| TEXT SEGMENT |
----------------------------------------

There is no need in this book to give you a lot of statistics to prove what's happening. Like every other American, you know that our educational system is in very bad shape and that we have a lot of illiterates in this country.
What most people don't know is how staggering the figures really are. Before I started this book, I made it my business to find the exact size of the problem.
There are no official statistics, I learned, but the nearest thing to them is the data that came out of the Adult Performance Level study (APL), which was done at the University of Texas in 1975. A recent survey, Adult Illiteracy in the United States (1979), sponsored by the Ford Foundation, also refers to that APL study as a basic source.
I asked the University of Texas to send me the report and the questionnaire that was used. Here's what I found:
The APL statistics were based on the findings of interviews with 7,500 U.S. adults, conducted nationwide. Each interview lasted about an hour. The house-to-house survey was done by [60] the Opinion Research Center of Princeton, New Jersey, a well-known polling firm.
The questionnaire consisted of forty items, dealing with what the researchers called "functional competency"—the sum total of competencies important to success as adults. One of those competencies, of course, is the ability to read.
It was found that 21.7 percent of U.S. adults between 18 and 65 couldn't correctly answer such questions as these:

If the label on a medicine bottle says, "Take 2 pills twice a day," how many pills should you take in 1 day?

A government brochure about termites says, "No matter what protective measures you take, periodic inspec­tion should be made at least every six months if you live where termites are common." You live in such an area. How often should you have your house inspected?

I studied all the other items in the questionnaire and found that they were just as clearcut. Obviously, a person who can't answer such simple questions is functionally illiterate. Webster's New Collegiate Dictionary (1973) defines a functional illiterate as "a person having had some schooling but not meet­ing a minimum standard of literacy."
As I said, the APL report said that 21.7 percent of U.S. adults between 18 and 65 fell into that category. This meant 23 million people.

----------------------------------------

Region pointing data
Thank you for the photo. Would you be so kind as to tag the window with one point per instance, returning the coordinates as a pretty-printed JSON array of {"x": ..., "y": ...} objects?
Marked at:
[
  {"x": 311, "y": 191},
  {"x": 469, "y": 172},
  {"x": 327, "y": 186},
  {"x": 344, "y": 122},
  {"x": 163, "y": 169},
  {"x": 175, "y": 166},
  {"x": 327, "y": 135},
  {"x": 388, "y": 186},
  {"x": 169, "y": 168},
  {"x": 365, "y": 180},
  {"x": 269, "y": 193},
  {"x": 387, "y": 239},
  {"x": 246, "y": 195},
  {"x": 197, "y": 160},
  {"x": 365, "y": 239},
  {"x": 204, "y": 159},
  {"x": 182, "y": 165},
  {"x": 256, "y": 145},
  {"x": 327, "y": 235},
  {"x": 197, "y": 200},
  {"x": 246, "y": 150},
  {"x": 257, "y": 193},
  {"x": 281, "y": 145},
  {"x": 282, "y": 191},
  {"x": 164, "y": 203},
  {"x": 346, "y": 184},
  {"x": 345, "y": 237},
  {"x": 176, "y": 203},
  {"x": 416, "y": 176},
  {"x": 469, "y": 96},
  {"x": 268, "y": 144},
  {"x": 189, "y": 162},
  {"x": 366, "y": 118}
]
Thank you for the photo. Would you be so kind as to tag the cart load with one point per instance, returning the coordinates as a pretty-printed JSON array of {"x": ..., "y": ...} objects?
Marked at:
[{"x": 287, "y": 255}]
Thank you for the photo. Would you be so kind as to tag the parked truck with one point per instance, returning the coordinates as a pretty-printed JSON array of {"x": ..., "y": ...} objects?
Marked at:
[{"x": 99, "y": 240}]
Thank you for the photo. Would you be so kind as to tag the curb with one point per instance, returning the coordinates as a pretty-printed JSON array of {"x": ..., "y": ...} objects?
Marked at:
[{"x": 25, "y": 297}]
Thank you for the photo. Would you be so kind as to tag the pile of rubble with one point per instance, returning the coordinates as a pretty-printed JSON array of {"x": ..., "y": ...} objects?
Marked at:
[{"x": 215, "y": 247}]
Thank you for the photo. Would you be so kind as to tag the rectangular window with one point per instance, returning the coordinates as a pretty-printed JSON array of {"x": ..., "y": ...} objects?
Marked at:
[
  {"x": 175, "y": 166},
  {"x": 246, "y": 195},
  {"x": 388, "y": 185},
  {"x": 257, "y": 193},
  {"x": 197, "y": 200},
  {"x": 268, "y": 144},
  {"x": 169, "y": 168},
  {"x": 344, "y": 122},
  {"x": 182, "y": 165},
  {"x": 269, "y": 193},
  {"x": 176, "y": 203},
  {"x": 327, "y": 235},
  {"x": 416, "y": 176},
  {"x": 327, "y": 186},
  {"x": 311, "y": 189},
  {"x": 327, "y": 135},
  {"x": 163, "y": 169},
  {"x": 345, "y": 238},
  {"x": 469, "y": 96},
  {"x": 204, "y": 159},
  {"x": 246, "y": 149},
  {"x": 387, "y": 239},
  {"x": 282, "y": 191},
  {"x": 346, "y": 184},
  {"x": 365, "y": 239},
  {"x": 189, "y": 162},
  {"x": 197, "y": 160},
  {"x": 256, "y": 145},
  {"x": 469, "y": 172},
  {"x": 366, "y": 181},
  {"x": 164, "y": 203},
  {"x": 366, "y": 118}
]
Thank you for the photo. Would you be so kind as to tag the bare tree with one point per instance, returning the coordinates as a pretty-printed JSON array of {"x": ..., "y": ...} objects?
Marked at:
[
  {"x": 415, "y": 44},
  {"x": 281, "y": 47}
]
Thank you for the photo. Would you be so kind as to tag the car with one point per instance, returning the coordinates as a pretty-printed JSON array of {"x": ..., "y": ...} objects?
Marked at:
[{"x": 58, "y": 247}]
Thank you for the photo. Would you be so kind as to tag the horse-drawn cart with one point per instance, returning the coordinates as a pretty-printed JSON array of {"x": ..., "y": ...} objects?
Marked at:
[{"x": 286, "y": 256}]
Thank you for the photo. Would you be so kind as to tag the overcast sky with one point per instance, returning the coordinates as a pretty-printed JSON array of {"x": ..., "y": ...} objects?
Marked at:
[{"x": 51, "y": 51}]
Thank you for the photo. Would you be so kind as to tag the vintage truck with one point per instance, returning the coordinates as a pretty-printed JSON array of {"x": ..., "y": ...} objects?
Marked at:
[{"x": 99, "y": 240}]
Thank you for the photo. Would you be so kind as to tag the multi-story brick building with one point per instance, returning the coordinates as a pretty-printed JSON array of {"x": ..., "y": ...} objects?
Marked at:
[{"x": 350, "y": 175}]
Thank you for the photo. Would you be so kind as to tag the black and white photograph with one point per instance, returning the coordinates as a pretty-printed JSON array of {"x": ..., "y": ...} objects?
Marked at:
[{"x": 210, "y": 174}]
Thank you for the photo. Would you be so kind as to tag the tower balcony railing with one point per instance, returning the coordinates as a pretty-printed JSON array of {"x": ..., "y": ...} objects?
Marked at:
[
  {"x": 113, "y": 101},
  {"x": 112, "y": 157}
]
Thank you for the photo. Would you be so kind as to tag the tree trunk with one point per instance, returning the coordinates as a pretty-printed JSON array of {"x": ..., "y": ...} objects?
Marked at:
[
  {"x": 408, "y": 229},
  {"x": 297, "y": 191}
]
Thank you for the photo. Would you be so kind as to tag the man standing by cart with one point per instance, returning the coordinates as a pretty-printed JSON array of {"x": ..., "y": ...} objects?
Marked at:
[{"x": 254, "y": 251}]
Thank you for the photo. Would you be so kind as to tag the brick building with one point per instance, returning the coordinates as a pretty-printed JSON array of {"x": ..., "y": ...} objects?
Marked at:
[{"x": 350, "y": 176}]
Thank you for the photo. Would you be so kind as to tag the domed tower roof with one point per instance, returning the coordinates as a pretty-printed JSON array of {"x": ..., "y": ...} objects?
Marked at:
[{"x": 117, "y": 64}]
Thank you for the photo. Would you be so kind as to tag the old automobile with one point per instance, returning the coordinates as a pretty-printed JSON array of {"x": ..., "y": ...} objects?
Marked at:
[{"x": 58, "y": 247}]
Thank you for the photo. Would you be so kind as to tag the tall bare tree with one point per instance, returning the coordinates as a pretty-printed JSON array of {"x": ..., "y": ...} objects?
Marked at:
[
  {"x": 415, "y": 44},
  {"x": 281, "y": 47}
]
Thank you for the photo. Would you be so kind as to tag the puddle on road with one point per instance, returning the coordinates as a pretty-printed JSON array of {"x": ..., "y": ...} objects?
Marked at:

----------------------------------------

| TO DO |
Please continue the text on the adult illiteracy statistics, picking up after its last sentence. The rows have no connection to the text on adult illiteracy statistics.

| ANSWER TO THIS TASK |
This number is a sweeping indictment of the U.S. school system and the reading instruction method used in most schools. According to the APL data, 19 million of those 23 million have had at least four years of schooling. Virtually all of them were taught reading by the look-and-say method. How can this enormous failure possibly be defended?
The chief defender among the educators, the man who has made it his life's work to prove that "everything is hunky-dory," is Professor Roger B. Farr of Indiana University, senior author of the Laidlaw Brothers look-and-say readers. In his article, "Is Johnny's / Mary's Reading Getting Worse?," which appeared in the April 1977 issue of the magazine Educational Leadership, he wrote, "If we are concerned about national [61] 'basic literacy,' we can forge ahead seeking improvement confi­dent that we are doing quite well."
How did he reach that conclusion in the face of the crushing facts uncovered by the APL and other studies?
The number-one statistical 'proof' used by Professor Farr in his article—and also when he appeared before the Senate subcommittee I mentioned earlier—is the National Assessment of Educational Progress survey, published in 1976.
Here's the story behind that survey. In the early 1970s, when the public clamor about American education got louder and louder, the look-and-say educators—that is, the Education Commission of the United States—with $40 million in private and federal funds, set up the National Assessment of Educational Progress in Denver, Colorado. The NAEP collected educational statistics on school achievement in the 1970-1971 academic year. Four years later, in 1974-1975 it repeated the process. Then, on September 21, 1976, it published a press release. It bore the following headline:

It's a Fact—Johnny, Age 9, Is Reading Better

The first paragraph said, "Who says Johnny—and Mary—can't read? Contrary to popular opinion, Johnny and Mary, at age 9 at least, are reading better than their counterparts of a few years ago."
That sounded fine, except for the awkward fact that it was totally misleading. Dr. Richard L. Venezky wrote in the April 1977 Reading Teacher that the NAEP press release and report were "inexcusable."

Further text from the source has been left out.